[YOUR OBJECTIVE] Arrange the lines below, starting with the line that contains "Would you point out the sunlit" and going on through the line that contains "(1227, 349)", as a Markdown table with the columns Number and Entry. Include both of those lines, give each line its number, and leave out any blank lines.

-------- GIVEN RECORDS

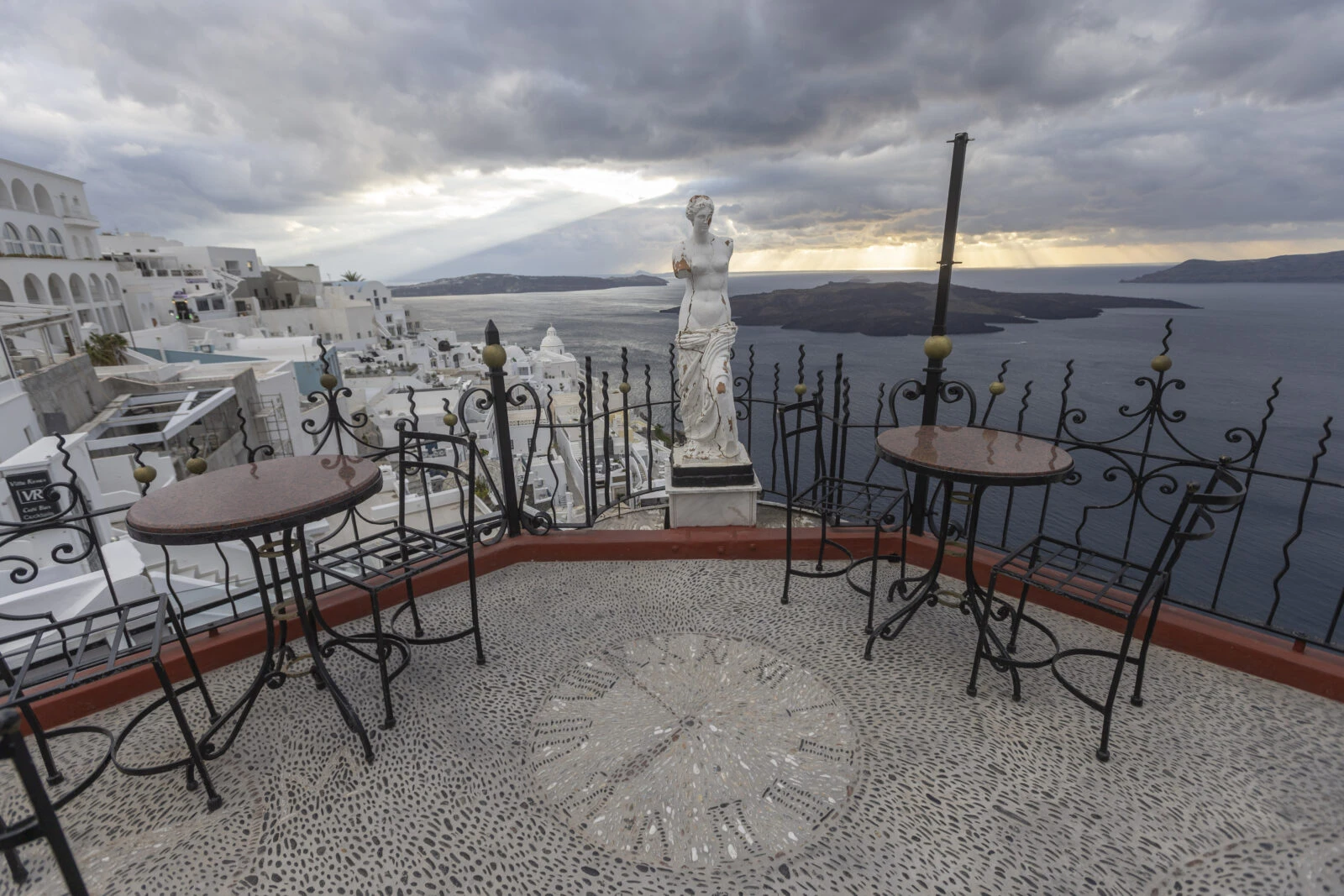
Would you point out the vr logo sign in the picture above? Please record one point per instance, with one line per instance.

----------------
-------- GIVEN RECORDS

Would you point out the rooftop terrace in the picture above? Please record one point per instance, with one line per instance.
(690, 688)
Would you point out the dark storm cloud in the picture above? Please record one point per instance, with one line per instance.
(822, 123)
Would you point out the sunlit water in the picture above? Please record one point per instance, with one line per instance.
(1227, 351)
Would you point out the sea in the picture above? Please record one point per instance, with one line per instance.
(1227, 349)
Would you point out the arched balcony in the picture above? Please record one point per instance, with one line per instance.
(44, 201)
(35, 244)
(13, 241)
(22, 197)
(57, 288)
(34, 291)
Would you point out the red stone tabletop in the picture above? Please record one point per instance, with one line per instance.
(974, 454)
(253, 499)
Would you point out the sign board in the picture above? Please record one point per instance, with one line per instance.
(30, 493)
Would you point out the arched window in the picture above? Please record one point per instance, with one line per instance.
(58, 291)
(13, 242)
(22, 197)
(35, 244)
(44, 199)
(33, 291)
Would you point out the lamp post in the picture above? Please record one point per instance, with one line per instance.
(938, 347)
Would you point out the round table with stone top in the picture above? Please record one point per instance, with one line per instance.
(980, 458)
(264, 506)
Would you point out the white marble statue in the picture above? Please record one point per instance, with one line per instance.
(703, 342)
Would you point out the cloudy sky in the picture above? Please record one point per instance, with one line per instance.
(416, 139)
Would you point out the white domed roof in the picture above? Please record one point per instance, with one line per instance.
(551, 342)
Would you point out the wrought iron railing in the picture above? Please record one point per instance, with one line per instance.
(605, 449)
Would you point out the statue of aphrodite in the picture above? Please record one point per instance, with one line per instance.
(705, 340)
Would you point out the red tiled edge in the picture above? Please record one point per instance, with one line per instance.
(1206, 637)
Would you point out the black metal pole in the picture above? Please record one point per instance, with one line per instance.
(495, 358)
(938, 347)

----------------

[SOLVED EXERCISE]
| Number | Entry |
|---|---|
| 1 | Would you point out the sunlit water in the picture above? Please record one point per instance, with one line per instance. |
| 2 | (1227, 351) |
| 3 | Would you point out the sea in the picture above? Please record one point per instance, with one line per instance. |
| 4 | (1227, 349) |